PROVIDED PASSAGE:
━━━━━━

# Airport Extreme adding a switch to add 2 wired desktops



## dogma420 (Oct 31, 2008)

Hello, first post, thank you in advance for any help.

I have a customer, that has a cable modem going into an Airport Extreme, that has multiple wireless Mac notebooks attaching to it, and 1 Windows XP desktop, connected to the single output cat5 network port that comes out of the Airport.

The customer wants to add another desktop, and the solution would look to be to add an 8 port switch and have a cat5 cable go from the Airport into port 1 on the switch, and then have each desktop plug into the switch, ports 2 and 3.

When I did this, I don't get IP addresses for each computer through the switch. When only one computer is attached, it can get an IP address.

I have not cycled power on the Airport--when I go back there (after double checking sources, such as this...) should I cycle power? Does the Airport require this when changing from a single computer wired through that port, versus having multiple computers wired to it?

━━━━━━

(Pointing dataset excerpts)
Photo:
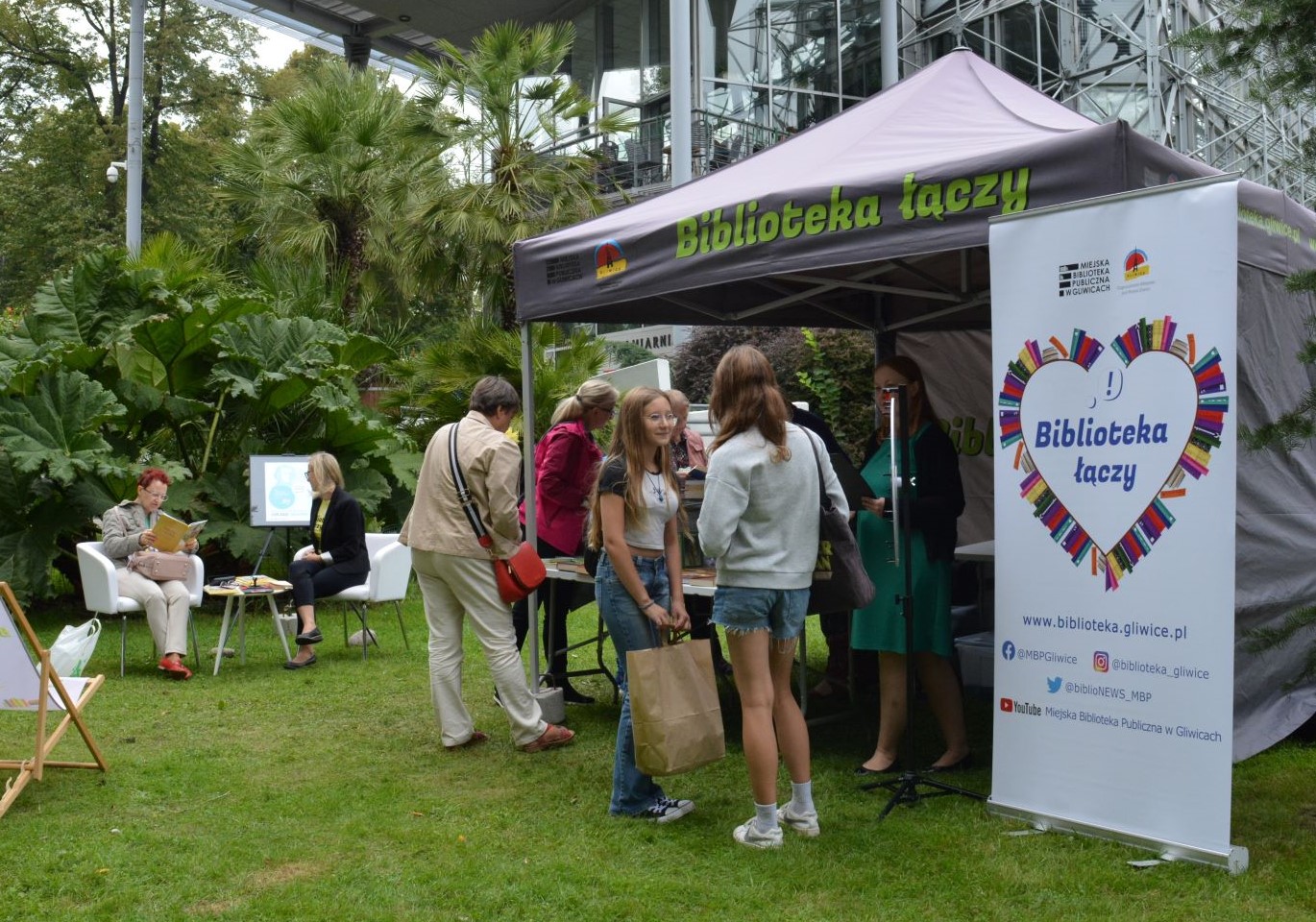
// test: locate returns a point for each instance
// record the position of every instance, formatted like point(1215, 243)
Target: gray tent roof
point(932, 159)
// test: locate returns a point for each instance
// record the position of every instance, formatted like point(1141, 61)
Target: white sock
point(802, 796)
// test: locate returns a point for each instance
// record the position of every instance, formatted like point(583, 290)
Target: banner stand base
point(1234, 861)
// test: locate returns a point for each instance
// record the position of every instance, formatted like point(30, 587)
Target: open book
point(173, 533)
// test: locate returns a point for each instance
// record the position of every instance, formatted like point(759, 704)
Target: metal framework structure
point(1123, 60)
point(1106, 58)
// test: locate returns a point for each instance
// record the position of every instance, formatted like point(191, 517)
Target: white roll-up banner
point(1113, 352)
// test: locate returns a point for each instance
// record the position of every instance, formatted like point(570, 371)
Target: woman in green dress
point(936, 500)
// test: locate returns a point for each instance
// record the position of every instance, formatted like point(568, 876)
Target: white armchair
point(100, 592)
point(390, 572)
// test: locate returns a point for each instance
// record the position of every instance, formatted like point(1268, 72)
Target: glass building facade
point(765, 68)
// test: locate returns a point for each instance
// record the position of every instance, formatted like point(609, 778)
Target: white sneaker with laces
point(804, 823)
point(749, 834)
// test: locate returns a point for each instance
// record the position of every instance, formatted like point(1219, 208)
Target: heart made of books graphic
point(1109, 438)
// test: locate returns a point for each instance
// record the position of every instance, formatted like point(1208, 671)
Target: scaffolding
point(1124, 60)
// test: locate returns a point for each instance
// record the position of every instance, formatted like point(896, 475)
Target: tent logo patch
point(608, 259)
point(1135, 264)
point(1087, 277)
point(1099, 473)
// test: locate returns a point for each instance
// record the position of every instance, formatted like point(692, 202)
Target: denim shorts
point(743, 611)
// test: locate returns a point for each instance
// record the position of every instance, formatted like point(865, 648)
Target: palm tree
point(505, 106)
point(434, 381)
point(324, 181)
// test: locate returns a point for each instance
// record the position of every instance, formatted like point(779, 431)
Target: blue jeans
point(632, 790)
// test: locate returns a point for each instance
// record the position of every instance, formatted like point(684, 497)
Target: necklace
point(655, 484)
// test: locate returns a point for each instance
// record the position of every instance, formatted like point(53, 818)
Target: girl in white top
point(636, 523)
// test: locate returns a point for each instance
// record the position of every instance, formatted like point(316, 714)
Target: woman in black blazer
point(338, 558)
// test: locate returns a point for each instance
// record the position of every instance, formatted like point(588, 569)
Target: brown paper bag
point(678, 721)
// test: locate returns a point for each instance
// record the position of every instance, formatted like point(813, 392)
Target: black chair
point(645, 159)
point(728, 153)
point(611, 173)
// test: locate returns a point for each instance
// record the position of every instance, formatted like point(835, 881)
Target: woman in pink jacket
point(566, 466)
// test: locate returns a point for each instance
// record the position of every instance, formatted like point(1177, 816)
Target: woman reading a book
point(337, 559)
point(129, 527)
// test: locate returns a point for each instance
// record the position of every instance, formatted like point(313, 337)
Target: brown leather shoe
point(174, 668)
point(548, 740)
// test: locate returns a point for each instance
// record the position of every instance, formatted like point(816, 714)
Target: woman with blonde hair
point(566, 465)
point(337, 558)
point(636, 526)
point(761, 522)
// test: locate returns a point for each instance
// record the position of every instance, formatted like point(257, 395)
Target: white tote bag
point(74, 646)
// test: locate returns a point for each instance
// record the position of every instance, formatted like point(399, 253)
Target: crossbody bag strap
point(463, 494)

━━━━━━

TASK REQUIREMENTS:
**A)** Answer these questions about the Airport Extreme forum thread.
(i) What kind of modem feeds the customer's Airport Extreme?
(ii) What operating system runs on the desktop already wired to the Airport?
(iii) Which switch ports would the two desktops plug into under the proposed setup?
**B)** Retype the listing from its first line through the line holding "point(802, 796)", inclusive. Leave the pictures out of your answer.

OUTPUTS:
**A)**
(i) A cable modem feeds the Airport Extreme.
(ii) The desktop runs Windows XP.
(iii) The desktops would plug into ports 2 and 3.

**B)**
Photo:
// test: locate returns a point for each instance
// record the position of every instance, formatted like point(1215, 243)
Target: gray tent roof
point(932, 159)
// test: locate returns a point for each instance
// record the position of every instance, formatted like point(1141, 61)
Target: white sock
point(802, 796)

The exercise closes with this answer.